- **Extract**:
==========

Statewide Charter School Board v. Drummond, in which the state granted
an application to allow an internet-based charter school operated by two
Catholic dioceses that would specifically evangelize.
Barrett recused herself as she had a personal relationship with the
Notre Dame law professor advocating for the state.
In other weirdness, Drummond was the attorney general who went to the
state supreme court to invalidate the action of the state, which is
what happened.
The Supreme Court divided 4-4. No opinions were released. The state
supreme court, invalidating the state school charter, was not reversed.
Note Kavanaugh's concern during oral arguments, which I believe is an
Establishment Clause issue. He's presuming that these social service
agencies have state contracts.

==========

- **Dataset rows**:

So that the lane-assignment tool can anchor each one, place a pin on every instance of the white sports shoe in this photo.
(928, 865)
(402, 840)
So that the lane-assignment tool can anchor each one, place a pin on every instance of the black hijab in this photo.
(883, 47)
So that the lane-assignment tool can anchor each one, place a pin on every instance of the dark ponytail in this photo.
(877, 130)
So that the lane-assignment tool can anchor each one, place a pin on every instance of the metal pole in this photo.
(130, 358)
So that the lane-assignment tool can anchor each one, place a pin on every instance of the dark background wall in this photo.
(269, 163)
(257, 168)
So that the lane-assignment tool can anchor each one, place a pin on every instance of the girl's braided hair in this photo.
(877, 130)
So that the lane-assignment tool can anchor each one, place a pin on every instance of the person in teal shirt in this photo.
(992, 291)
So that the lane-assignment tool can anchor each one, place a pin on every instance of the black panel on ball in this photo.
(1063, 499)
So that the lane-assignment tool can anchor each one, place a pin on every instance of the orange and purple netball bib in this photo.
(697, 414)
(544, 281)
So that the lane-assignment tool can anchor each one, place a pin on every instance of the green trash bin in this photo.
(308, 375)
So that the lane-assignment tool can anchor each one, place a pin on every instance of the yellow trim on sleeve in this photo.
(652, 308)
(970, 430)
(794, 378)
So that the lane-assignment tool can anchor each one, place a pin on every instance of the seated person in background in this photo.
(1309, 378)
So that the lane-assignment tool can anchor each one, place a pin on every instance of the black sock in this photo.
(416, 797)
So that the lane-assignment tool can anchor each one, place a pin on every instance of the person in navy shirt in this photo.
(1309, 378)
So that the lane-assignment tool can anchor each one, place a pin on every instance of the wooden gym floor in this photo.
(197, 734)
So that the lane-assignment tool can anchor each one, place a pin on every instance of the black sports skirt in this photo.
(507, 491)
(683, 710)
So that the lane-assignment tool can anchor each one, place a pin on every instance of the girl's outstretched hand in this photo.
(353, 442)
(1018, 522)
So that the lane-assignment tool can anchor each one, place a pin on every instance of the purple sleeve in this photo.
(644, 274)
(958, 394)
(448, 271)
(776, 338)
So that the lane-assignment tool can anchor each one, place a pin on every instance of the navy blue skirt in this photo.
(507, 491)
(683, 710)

==========

- **What to work on**:
(a) According to the excerpt on the charter school case, why did Barrett recuse herself?
(b) Continue the excerpt on the charter school case from its last sentence, in the same voice.

- **Per-task answers**:
(a) She had a personal relationship with the Notre Dame law professor advocating for the state.

(b)
On the other hand, Justice Brett Kavanaugh expressed concern
that upholding the Oklahoma Supreme Court's opinion could mean
that other faith-based services, like Catholic Social Services
or Catholic Charities, would also be deemed "government
entities" that are unable to exercise their religion.
After same-sex marriage, comparable Catholic social service agencies
dropped their state contracts. For instance, they would not help to
arrange adoptions by same sex couples as they were required to do under
state law.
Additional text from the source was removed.